▶ What the task asks
Copy every sentence in the text on aging and the body that ends with a question mark, in the order they appear.

▶ Text segment
Old ladies can’t wear pretty brassieres. Pretty ones are aimed at young women whose breasts have not yet become matronly. Matronly bosoms appear around your late forties. Oh yes they do, even if you always wore a 34A you will suddenly need a 36F, and the wide straps that go with bras in those kind of sizes. Woe betide those of you who successfully seek out The Thin Strap, because you will have deep chasms in your shoulders. Nope, to contain your new found pitta breads you will require inch wide straps and side scaffolding.
Now, we expect to gain some lines on our faces don’t we? They are lines of wisdom and character of course, and a way of keeping the beauty industry going with our futile attempts to stay young. But what is this crepe like thing happening to my forearms? No one told me about that. And why don’t the magazines recommend that you wear gloves twenty four seven, to stop your hands looking like some haggard witch’s? Because they get paid to advertise hand cream!

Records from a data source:

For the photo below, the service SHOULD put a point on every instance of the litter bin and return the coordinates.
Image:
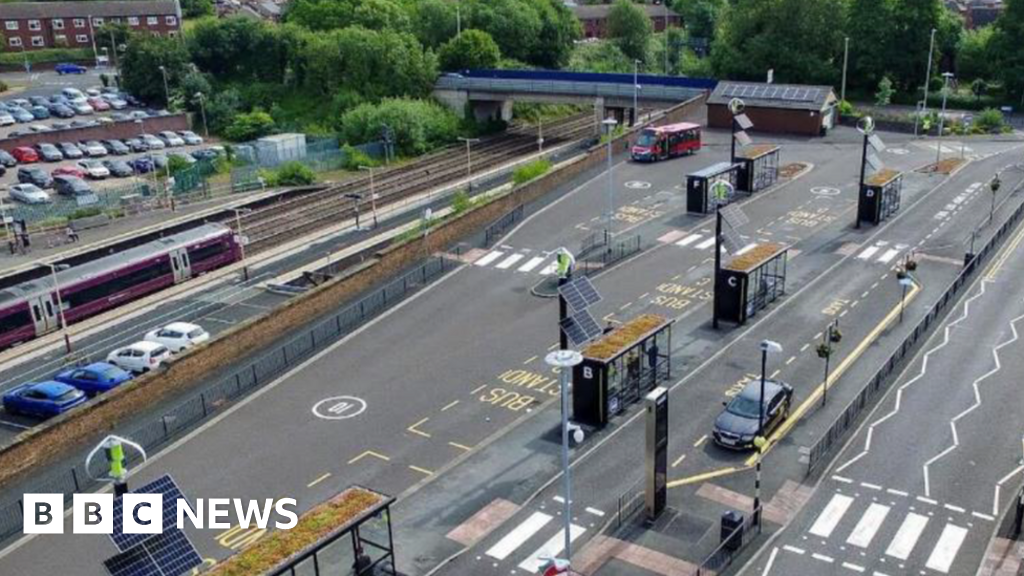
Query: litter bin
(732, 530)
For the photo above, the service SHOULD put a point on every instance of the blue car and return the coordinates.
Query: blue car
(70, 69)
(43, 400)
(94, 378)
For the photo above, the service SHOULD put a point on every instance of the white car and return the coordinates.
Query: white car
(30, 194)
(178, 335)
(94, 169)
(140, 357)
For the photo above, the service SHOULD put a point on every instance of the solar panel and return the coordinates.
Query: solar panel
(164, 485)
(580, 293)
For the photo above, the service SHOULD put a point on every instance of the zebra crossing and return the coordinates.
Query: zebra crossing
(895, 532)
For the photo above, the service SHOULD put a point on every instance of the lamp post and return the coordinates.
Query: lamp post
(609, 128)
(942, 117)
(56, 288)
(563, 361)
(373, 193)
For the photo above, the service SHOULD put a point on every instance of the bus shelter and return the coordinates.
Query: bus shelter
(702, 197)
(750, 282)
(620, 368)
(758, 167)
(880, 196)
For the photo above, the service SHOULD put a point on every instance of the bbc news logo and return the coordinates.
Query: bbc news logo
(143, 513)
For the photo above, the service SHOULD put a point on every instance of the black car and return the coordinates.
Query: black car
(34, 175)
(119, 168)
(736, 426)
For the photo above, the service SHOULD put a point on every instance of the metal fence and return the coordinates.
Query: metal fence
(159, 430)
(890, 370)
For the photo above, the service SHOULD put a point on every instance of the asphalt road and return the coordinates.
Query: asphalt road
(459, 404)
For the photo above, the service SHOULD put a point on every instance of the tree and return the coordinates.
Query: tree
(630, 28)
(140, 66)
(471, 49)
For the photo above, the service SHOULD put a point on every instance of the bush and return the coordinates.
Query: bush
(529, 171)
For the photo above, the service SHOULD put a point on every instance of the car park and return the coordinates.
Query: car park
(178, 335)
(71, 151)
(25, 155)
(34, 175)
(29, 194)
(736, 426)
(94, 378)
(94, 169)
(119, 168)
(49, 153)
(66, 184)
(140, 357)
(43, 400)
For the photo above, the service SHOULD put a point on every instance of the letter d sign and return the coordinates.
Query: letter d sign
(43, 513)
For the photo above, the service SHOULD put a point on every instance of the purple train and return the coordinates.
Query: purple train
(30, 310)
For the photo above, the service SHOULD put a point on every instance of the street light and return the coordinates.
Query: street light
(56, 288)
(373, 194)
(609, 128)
...
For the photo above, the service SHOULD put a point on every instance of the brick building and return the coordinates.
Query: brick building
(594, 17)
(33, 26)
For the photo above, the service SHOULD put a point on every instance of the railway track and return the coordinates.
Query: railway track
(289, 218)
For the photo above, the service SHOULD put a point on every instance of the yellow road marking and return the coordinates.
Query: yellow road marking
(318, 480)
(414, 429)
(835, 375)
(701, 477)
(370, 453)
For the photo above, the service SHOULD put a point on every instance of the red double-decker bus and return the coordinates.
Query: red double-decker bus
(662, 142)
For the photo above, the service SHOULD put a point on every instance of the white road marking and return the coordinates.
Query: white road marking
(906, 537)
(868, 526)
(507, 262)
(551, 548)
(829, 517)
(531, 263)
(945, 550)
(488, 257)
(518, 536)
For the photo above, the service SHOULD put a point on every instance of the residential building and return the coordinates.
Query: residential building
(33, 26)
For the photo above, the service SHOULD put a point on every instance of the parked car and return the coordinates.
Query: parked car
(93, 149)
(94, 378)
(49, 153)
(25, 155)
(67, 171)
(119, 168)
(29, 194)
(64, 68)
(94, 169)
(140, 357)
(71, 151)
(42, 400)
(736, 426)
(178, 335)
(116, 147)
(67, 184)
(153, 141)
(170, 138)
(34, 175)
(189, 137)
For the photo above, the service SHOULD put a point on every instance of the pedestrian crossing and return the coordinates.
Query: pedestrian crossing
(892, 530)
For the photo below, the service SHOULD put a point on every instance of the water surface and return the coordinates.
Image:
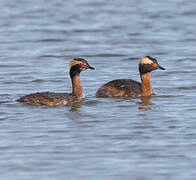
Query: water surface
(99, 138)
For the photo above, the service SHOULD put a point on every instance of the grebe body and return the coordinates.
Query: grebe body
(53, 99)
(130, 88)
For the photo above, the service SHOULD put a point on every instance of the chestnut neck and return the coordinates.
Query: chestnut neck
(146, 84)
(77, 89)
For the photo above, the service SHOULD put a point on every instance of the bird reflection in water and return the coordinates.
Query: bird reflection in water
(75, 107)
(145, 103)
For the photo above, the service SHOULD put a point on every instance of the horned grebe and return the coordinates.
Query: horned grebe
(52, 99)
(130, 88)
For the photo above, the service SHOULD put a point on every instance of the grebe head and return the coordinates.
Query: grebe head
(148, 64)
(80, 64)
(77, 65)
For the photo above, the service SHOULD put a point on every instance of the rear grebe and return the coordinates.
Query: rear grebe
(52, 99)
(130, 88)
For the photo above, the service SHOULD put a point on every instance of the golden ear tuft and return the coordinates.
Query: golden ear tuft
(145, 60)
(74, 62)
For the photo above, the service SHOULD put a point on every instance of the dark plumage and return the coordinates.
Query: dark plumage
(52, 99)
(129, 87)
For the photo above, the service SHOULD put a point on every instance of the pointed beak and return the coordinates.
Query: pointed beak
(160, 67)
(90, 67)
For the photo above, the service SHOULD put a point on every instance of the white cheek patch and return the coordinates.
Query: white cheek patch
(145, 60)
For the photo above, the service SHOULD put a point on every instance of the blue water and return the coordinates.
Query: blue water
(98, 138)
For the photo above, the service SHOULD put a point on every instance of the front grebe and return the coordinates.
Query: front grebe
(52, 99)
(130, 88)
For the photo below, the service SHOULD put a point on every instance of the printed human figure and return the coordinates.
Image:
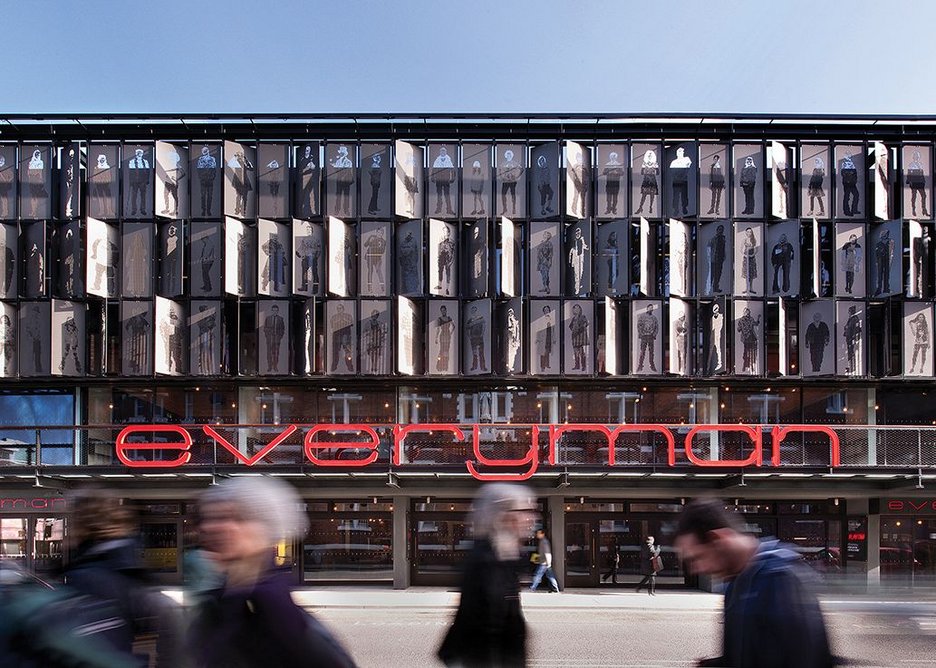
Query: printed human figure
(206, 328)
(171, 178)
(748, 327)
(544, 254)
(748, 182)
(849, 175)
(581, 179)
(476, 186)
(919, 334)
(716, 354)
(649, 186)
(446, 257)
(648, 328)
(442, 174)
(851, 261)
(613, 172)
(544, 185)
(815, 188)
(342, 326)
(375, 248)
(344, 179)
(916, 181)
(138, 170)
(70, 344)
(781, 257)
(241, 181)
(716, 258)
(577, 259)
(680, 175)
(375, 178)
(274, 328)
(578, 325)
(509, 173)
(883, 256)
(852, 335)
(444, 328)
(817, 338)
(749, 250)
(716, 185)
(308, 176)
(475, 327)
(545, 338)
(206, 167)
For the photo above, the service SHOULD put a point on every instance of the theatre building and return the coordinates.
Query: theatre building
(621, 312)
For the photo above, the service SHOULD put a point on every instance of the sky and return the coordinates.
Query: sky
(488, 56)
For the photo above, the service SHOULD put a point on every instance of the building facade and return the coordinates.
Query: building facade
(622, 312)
---
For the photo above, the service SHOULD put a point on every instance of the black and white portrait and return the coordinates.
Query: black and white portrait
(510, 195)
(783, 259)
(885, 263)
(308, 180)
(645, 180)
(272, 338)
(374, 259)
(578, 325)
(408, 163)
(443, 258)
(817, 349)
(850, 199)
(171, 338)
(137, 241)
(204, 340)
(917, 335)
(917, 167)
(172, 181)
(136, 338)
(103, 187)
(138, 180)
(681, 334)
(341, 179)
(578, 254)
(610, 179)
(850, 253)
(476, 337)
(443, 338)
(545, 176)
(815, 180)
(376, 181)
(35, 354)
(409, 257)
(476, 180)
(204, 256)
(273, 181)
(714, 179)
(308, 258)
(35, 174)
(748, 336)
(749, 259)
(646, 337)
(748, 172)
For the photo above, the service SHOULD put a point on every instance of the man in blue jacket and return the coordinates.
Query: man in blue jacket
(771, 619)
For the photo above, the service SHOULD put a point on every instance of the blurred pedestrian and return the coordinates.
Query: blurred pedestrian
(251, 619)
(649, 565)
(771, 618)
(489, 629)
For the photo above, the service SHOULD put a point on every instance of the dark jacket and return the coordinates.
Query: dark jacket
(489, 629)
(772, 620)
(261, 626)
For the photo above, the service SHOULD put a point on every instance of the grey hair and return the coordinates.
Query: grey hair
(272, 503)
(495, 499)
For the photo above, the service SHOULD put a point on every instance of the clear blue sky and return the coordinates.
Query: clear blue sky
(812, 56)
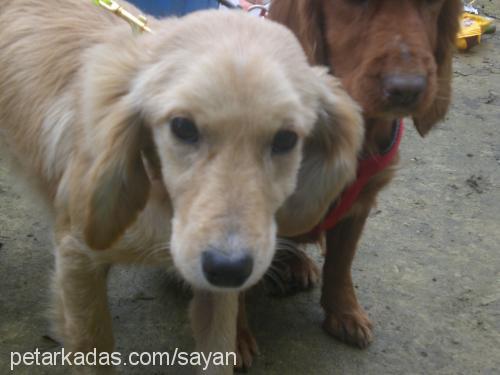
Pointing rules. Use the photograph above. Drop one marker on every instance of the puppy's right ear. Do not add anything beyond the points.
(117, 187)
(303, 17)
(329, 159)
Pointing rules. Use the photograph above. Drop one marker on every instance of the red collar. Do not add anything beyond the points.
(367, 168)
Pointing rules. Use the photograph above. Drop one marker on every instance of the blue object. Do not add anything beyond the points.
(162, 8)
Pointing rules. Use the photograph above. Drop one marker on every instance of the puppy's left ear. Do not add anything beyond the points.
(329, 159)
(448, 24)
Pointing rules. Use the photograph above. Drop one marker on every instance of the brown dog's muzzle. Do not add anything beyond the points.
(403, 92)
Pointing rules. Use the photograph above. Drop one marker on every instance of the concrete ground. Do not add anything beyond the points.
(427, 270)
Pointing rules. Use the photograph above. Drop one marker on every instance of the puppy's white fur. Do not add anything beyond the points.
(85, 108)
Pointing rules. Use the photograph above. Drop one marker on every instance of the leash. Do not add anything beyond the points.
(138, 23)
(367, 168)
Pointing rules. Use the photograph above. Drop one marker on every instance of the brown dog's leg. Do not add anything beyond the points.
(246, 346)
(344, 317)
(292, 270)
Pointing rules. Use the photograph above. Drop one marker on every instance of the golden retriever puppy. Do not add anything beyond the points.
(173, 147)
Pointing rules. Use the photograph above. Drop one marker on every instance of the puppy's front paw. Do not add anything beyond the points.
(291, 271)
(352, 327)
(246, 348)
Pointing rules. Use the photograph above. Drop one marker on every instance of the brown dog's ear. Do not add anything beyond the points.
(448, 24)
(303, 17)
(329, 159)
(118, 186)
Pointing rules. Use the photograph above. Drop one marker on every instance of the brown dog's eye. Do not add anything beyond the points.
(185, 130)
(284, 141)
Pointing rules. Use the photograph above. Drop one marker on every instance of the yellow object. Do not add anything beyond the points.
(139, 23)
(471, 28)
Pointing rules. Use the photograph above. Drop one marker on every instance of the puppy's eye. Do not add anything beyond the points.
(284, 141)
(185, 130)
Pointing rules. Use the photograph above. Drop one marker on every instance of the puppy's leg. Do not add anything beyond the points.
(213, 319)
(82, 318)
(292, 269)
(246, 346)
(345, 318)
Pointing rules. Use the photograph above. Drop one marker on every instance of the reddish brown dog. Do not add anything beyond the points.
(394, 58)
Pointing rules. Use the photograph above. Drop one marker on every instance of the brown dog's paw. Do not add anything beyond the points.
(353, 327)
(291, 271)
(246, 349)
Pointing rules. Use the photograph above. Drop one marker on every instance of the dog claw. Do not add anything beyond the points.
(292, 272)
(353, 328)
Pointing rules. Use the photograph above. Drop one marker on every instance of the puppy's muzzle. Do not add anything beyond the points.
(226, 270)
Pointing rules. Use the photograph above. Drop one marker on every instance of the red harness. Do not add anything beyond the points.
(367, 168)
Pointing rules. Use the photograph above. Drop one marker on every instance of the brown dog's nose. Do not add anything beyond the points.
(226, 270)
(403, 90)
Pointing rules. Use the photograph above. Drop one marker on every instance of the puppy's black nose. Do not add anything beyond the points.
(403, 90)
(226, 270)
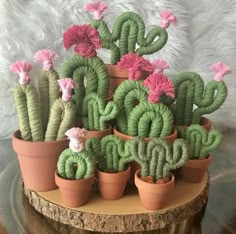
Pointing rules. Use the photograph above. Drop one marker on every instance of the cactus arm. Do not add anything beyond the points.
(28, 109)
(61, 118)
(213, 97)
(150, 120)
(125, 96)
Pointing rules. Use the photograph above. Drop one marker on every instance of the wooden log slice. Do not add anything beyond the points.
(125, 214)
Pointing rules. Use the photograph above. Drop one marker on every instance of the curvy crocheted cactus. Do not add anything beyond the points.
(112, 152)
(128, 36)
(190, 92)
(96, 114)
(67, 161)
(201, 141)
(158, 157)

▶ Answer space
Now, we expect to gain some lines on our faces don’t we?
But what is this crepe like thing happening to my forearms?
And why don’t the magazines recommend that you wear gloves twenty four seven, to stop your hands looking like some haggard witch’s?